ROWS

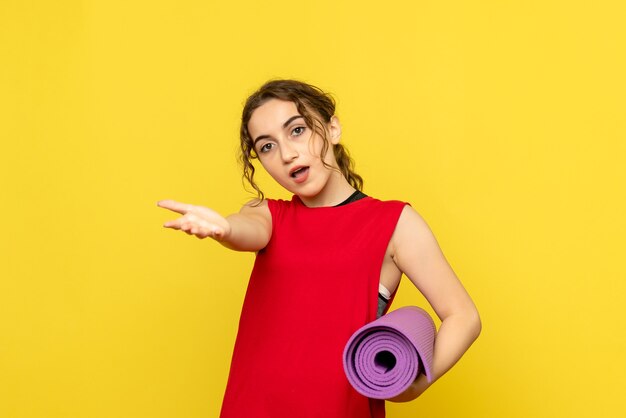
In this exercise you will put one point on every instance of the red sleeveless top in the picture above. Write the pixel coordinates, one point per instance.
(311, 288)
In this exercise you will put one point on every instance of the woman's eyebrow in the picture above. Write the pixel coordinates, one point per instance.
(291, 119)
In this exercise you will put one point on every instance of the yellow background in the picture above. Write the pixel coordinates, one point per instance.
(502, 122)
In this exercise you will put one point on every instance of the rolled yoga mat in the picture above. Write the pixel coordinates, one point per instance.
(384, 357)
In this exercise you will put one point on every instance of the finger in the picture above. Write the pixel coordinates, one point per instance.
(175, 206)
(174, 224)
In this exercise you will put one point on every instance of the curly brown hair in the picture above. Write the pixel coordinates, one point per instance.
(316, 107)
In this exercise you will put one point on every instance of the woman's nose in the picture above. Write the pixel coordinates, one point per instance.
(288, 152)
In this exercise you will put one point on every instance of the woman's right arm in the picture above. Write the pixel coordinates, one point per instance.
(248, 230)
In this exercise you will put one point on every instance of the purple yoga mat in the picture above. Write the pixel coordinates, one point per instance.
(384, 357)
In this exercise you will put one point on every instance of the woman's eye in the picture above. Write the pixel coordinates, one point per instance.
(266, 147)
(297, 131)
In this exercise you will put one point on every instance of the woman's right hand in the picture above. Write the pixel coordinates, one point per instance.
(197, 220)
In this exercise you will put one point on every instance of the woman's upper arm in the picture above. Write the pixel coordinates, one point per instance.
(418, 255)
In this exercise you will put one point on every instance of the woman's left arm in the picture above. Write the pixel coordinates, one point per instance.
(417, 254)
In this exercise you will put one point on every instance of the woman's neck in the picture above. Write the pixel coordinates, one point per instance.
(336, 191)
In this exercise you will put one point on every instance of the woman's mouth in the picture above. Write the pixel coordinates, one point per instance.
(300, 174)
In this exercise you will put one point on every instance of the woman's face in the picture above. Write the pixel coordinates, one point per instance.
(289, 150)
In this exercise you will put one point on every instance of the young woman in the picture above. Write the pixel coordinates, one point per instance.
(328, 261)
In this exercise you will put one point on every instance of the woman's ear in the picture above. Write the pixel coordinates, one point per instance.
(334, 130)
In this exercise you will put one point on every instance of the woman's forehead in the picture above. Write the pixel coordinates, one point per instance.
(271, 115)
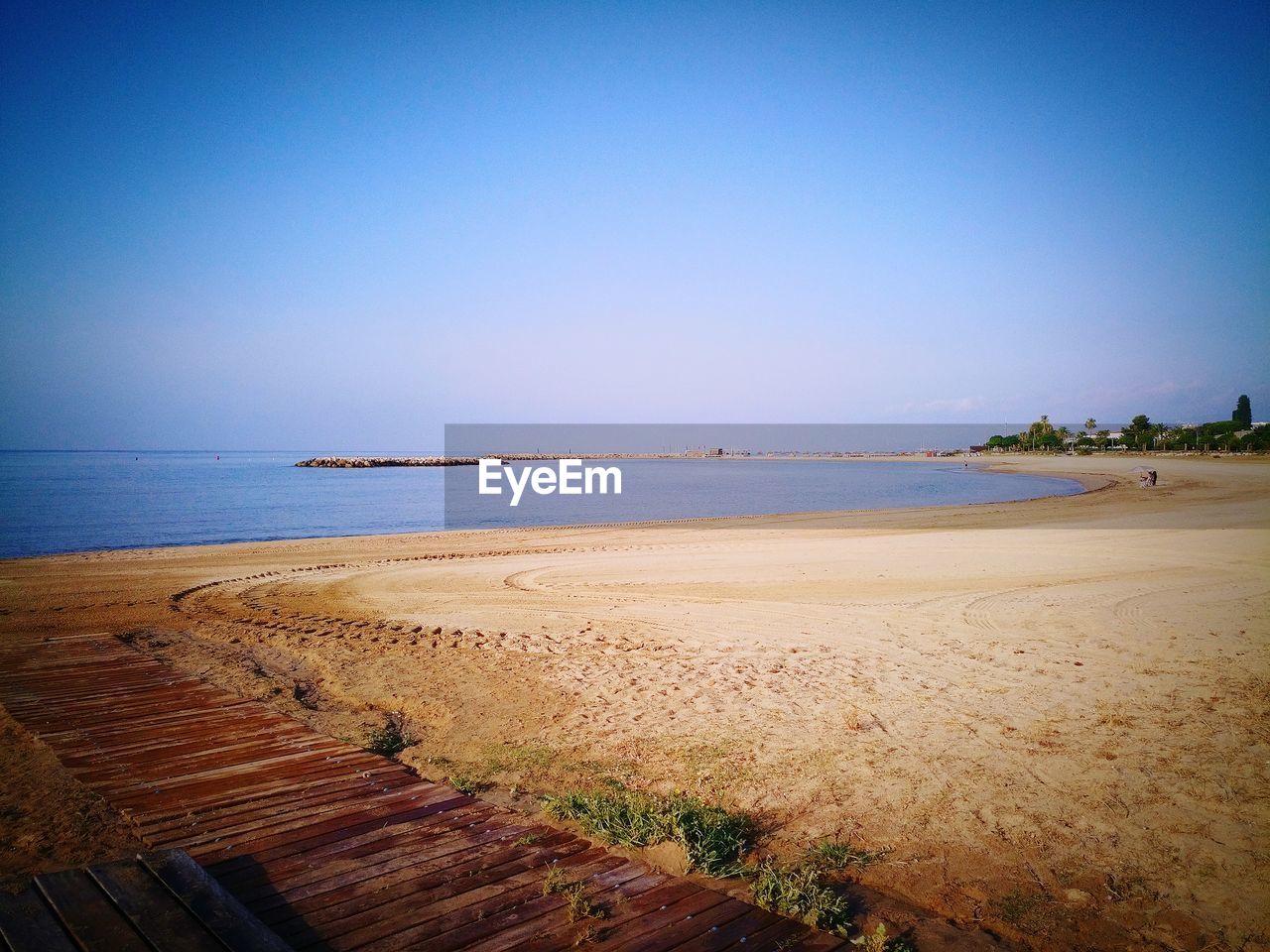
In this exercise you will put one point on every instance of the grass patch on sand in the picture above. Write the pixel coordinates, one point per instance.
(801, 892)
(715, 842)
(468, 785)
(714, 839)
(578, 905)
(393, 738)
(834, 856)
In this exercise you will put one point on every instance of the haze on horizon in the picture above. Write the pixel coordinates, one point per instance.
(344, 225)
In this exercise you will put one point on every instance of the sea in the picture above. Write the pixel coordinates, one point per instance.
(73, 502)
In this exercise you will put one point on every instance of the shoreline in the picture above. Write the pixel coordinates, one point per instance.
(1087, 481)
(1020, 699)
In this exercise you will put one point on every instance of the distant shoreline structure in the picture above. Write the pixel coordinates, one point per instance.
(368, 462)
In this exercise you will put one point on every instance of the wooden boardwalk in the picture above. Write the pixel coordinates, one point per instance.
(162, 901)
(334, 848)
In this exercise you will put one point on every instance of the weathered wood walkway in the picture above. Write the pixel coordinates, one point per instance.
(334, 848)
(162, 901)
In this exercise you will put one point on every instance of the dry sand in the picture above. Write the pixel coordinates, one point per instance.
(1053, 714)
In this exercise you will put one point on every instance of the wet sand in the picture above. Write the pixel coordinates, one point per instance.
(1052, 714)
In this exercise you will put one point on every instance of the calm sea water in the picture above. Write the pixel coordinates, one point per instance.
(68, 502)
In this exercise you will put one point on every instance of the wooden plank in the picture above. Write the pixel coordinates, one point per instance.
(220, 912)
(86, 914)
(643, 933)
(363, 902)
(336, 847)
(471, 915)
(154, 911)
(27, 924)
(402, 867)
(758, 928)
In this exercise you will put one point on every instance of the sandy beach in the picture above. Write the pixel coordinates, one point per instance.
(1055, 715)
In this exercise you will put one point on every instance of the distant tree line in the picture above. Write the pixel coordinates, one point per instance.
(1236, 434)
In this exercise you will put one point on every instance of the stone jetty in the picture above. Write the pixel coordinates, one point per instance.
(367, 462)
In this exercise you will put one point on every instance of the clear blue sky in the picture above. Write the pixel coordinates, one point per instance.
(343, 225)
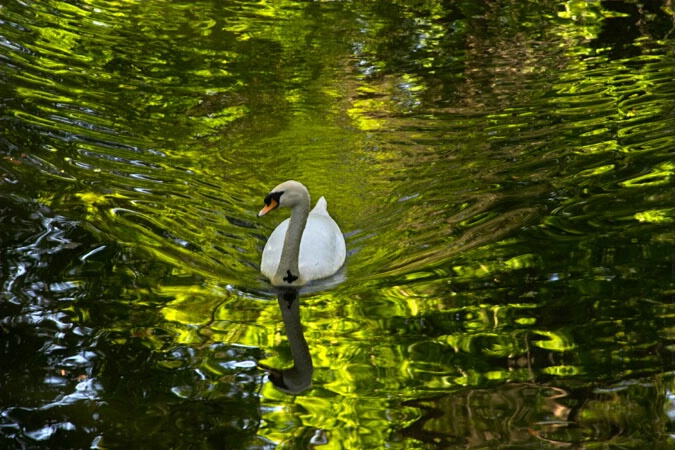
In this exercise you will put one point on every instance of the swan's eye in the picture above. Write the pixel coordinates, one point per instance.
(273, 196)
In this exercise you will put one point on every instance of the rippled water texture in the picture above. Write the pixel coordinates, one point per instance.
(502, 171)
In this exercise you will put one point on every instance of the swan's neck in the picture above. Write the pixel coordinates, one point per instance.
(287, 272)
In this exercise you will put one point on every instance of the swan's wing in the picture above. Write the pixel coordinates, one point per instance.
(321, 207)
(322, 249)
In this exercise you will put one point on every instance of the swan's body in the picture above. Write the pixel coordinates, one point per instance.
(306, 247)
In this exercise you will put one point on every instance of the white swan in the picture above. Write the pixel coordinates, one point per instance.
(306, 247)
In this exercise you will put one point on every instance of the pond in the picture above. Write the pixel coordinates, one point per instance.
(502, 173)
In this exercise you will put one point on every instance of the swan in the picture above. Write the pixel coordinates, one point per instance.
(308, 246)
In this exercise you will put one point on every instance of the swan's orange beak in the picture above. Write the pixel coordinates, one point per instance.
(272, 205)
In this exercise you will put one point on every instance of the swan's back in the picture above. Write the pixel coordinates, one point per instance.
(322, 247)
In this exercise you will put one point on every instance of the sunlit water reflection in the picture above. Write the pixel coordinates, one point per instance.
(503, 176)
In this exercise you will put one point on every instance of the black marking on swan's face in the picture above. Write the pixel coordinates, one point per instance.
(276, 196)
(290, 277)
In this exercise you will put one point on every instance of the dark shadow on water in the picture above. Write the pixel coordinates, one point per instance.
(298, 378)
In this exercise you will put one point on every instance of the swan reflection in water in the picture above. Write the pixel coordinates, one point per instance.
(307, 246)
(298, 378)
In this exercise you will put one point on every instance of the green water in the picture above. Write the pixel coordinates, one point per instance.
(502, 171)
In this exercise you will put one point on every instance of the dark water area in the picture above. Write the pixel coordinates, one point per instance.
==
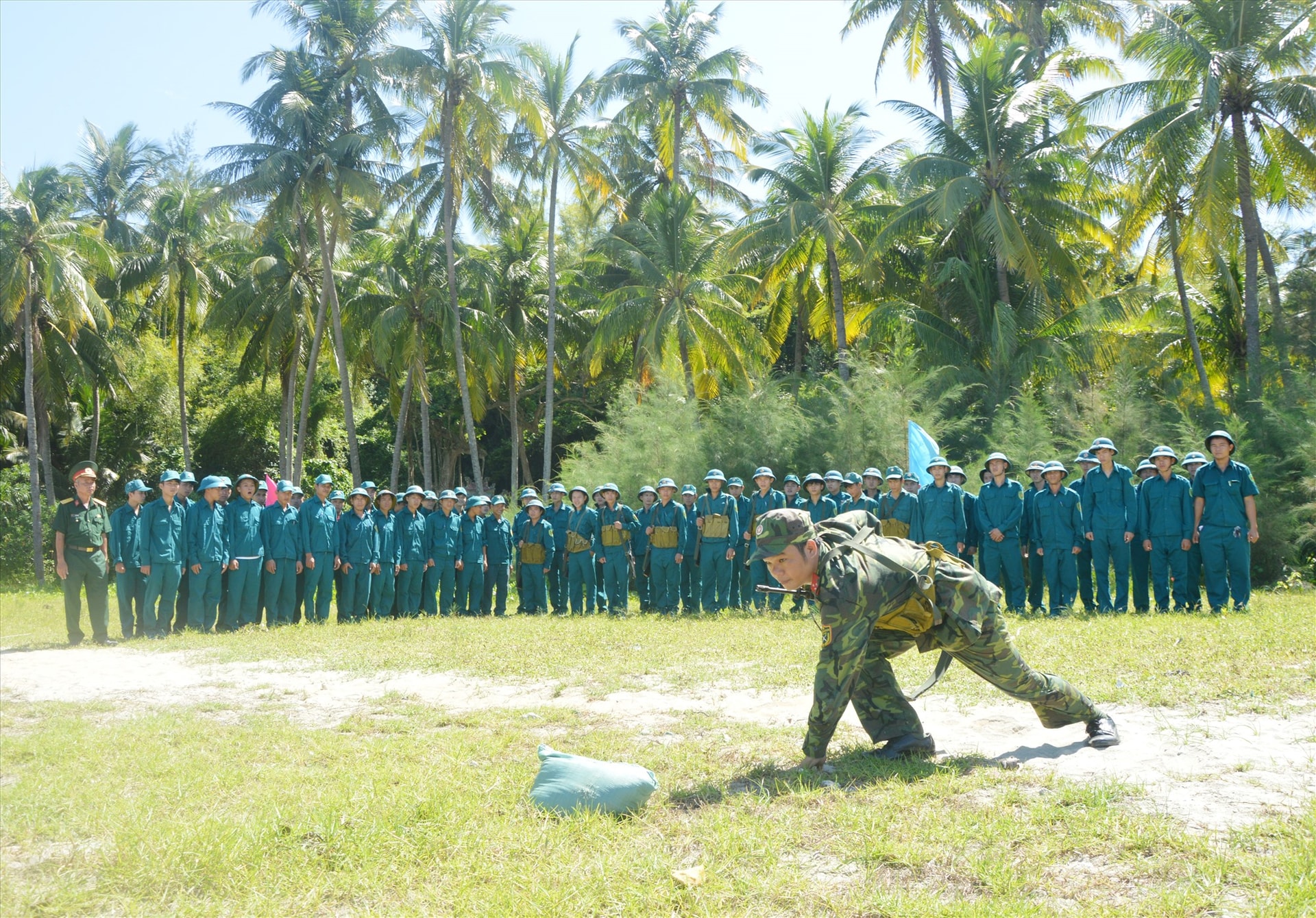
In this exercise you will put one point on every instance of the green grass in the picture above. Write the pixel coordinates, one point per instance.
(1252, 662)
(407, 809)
--
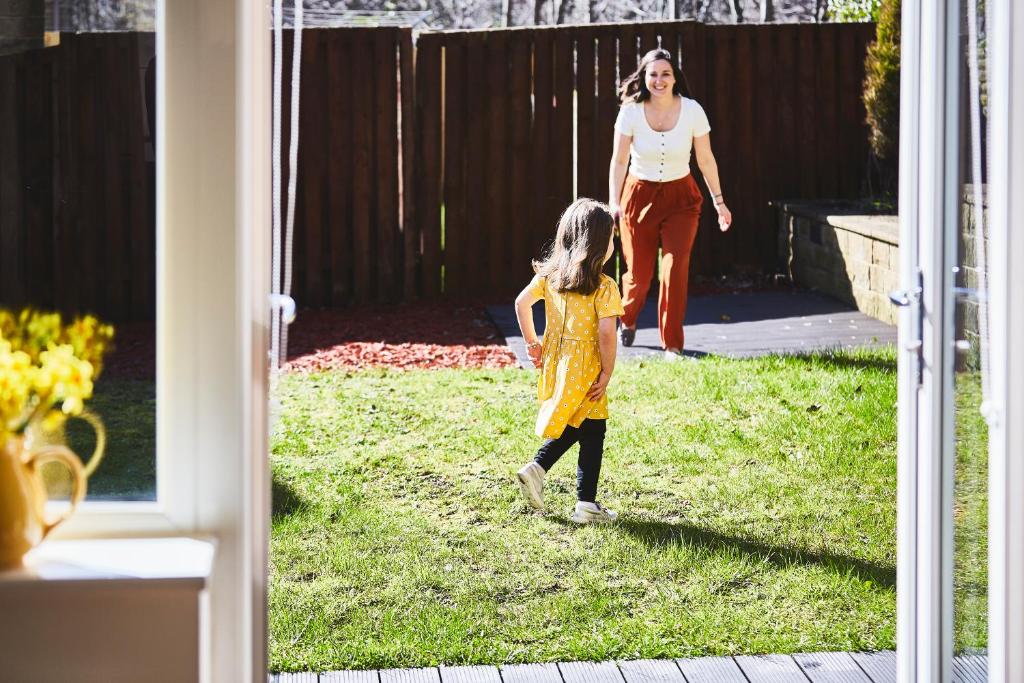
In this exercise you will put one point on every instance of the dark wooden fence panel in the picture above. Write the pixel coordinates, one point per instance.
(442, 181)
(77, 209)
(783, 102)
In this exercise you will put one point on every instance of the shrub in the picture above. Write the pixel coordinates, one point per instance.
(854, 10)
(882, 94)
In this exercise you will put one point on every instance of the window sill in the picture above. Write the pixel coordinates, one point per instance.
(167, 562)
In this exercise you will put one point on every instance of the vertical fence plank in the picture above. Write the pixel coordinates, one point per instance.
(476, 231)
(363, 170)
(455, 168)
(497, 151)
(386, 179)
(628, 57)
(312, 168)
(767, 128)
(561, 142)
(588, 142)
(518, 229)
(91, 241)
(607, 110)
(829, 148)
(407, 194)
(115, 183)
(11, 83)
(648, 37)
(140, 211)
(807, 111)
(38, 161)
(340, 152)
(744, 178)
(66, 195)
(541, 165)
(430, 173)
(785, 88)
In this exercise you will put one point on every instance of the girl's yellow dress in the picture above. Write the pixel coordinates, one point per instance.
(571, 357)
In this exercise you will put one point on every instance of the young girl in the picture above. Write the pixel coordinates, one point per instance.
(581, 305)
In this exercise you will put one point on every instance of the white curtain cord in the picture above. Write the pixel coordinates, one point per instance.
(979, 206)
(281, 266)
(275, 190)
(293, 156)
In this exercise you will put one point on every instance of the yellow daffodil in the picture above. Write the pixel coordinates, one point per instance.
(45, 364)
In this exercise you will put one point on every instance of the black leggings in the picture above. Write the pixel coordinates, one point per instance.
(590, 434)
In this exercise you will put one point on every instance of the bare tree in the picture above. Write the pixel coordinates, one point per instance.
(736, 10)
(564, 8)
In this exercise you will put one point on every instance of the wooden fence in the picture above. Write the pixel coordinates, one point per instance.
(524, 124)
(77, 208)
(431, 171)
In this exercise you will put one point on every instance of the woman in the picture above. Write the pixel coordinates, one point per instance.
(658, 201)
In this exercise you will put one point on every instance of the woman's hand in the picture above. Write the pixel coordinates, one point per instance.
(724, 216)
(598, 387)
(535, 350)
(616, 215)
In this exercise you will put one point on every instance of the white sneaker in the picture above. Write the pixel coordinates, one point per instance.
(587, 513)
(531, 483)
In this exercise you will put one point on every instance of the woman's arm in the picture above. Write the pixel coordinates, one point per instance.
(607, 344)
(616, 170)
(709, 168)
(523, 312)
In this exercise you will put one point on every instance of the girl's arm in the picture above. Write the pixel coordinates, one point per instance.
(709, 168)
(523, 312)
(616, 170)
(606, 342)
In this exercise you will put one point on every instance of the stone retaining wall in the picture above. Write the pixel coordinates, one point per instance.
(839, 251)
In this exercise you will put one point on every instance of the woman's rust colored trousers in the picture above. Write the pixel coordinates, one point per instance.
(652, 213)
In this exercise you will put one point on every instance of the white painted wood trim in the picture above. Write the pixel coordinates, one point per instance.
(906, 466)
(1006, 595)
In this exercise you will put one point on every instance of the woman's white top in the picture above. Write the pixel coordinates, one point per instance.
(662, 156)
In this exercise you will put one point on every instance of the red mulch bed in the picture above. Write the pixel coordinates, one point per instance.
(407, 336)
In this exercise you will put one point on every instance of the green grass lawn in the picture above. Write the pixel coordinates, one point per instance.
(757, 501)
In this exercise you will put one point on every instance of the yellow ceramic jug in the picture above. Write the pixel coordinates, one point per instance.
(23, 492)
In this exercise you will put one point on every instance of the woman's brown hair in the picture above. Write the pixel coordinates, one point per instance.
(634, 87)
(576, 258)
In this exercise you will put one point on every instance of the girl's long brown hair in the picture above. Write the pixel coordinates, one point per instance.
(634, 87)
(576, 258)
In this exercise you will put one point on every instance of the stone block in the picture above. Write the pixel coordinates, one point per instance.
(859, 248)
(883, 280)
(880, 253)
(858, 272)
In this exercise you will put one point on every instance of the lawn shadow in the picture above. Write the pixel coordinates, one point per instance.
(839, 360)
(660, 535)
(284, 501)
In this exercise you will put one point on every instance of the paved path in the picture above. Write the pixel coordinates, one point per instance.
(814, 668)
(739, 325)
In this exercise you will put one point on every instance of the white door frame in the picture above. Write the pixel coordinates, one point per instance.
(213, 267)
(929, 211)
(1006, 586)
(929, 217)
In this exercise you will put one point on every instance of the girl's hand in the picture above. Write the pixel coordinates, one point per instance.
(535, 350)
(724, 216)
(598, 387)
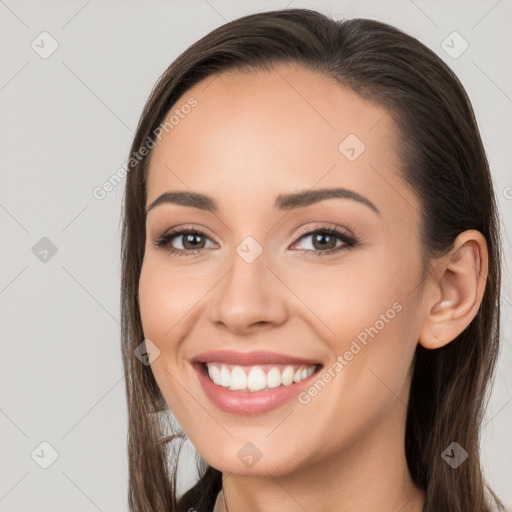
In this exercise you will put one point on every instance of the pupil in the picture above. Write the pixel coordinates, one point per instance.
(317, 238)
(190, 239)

WHAT IS REQUIRED
Rewrite the listing from the line with "of the calm" to the line with "(1055, 715)", putting "timber board" in place of "wooden plank" and leaving everything else unchanged.

COMPLETED EXERCISE
In this exercise you will put one point on every instance of the calm sea water in the picture above. Write the pixel coordinates, one point per instance.
(68, 502)
In this exercise you will put one point on every instance of the timber board in the picture above. Write the pixel coordinates, one point per instance.
(220, 912)
(86, 914)
(643, 933)
(363, 902)
(336, 847)
(471, 915)
(154, 911)
(27, 924)
(402, 867)
(758, 928)
In this exercise you will put one point on every instance of the sandy beach in the picture above. Write the pixel coordinates, one point per instance.
(1055, 715)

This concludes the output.